-- Excerpted records --

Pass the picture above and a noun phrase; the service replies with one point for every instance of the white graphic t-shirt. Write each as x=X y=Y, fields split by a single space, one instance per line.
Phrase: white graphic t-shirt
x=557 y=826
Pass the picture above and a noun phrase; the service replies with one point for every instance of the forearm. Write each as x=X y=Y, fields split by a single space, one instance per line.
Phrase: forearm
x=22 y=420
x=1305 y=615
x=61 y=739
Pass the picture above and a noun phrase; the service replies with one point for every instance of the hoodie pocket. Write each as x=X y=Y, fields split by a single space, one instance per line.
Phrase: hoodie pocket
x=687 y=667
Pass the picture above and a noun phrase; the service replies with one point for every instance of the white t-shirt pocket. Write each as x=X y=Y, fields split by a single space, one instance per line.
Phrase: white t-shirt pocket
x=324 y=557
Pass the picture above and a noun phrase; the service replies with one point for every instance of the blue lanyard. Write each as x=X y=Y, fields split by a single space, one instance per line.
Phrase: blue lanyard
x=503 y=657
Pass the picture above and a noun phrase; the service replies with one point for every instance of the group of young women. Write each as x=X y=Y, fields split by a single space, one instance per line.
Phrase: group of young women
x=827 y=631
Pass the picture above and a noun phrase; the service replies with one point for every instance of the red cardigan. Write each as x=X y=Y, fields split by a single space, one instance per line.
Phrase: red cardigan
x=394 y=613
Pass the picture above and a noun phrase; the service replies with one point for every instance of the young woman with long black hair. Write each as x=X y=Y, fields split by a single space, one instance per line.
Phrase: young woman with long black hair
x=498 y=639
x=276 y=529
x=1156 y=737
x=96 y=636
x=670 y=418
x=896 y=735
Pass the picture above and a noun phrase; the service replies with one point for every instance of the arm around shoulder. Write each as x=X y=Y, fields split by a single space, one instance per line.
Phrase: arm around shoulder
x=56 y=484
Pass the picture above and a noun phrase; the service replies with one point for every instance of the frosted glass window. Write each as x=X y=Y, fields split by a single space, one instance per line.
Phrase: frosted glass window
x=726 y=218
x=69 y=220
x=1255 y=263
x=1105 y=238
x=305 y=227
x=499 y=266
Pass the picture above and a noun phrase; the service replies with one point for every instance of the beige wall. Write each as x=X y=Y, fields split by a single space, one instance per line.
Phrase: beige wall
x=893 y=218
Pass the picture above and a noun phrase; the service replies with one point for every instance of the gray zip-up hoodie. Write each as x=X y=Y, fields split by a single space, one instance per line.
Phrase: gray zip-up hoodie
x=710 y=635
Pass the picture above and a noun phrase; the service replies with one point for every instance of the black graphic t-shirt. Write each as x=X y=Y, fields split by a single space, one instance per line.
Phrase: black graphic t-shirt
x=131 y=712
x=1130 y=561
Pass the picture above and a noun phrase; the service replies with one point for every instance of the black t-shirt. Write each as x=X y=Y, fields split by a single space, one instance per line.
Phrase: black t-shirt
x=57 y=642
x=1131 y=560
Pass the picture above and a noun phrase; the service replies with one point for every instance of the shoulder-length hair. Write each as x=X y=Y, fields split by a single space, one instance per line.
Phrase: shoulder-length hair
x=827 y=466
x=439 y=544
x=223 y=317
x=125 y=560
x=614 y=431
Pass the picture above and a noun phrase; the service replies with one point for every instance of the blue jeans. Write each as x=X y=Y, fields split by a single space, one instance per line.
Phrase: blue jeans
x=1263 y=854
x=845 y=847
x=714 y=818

-- Work item --
With the line that contains "Phrase: black graphic t-shirt" as the start, output every line through the end of the entries exactly. Add no other lines.

-- Result --
Phrase: black graphic t-shirt
x=131 y=712
x=1130 y=561
Pass the picture above and a noun phrase; the service replies with one point for every instance of the black t-shirt. Write each as x=X y=Y, fields split by a single space, one instance per line.
Phrase: black t-shirt
x=57 y=642
x=1131 y=560
Pass the picture above and a noun phrase; the service replies with one point for every instance of the shoulder-length hair. Write each as x=X y=Y, fields split by a single space, one instance per line.
Phrase: shoulder-length hair
x=827 y=466
x=439 y=544
x=223 y=317
x=125 y=560
x=614 y=431
Pass the picture above and a noun phrase; the service replies with one point for every instance of the blue jeans. Write each as x=X y=Y, fields split by a single space, one instance per line.
Phrase: blue jeans
x=1263 y=854
x=845 y=847
x=714 y=818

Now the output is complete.